[Task objective]: Turn every line of the entries below into a Markdown table with the columns Row and Line, numbering each row and skipping blank lines.

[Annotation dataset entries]
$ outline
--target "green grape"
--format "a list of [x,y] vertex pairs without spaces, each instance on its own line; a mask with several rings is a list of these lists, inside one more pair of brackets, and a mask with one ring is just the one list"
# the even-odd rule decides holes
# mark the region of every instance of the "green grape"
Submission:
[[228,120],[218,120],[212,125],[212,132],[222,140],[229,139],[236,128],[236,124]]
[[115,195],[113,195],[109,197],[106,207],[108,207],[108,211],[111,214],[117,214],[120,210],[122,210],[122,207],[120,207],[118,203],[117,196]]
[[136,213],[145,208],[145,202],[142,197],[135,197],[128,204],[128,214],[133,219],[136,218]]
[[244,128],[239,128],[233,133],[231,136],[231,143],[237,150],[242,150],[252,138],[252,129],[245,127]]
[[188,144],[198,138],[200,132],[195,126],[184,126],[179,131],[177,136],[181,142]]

[Solution for this exercise]:
| Row | Line |
|---|---|
| 1 | $ outline |
| 2 | --target "green grape" |
| 3 | --format "a list of [x,y] vertex pairs without spaces, each instance on its own line; a mask with several rings is a list of these lists, inside one more pair of brackets, and a mask with one ring is just the one list" |
| 4 | # the even-odd rule decides holes |
| 5 | # mark the region of every instance of the "green grape" |
| 6 | Submission: |
| 7 | [[228,120],[218,120],[212,125],[212,132],[222,140],[229,139],[236,128],[236,124]] |
| 8 | [[115,195],[113,195],[109,197],[106,207],[108,207],[108,211],[111,214],[117,214],[120,210],[122,210],[122,207],[120,207],[118,203],[117,196]] |
| 9 | [[136,213],[145,208],[145,202],[142,197],[135,197],[128,204],[128,214],[133,219],[136,218]] |
| 10 | [[244,128],[239,128],[233,133],[231,136],[231,143],[237,150],[242,150],[252,138],[252,129],[245,127]] |
| 11 | [[188,144],[198,138],[200,132],[195,126],[184,126],[179,131],[177,136],[181,142]] |